Stored data entries:
>>>>>

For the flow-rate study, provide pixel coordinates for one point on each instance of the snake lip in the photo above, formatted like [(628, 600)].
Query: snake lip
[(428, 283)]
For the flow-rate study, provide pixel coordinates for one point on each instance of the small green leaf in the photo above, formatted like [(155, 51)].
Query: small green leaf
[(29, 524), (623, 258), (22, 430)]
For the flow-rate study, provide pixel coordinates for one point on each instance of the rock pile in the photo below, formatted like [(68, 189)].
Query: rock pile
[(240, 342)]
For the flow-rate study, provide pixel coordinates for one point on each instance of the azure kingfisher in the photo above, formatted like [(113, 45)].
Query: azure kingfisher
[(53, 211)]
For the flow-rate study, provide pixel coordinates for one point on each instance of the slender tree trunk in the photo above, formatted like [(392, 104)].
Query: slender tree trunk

<<<<<

-- Work order --
Print exactly, and only, the lines running from the one that contains "like [(68, 189)]." to the last line of the records above.

-- Task solution --
For the flow-rate study, provide pixel coordinates for one point on each instance of the rock pile in the photo below, formatted like [(68, 189)].
Query: rock pile
[(240, 342)]
For the flow-rate study, provide pixel coordinates for one point on each instance of the azure kingfisher in the photo above, formatted like [(113, 45)].
Query: azure kingfisher
[(53, 211)]
For the flow-rate study, provide pixel coordinates for one point on each instance of the slender tree trunk in the photo above, formatted like [(392, 104)].
Query: slender tree trunk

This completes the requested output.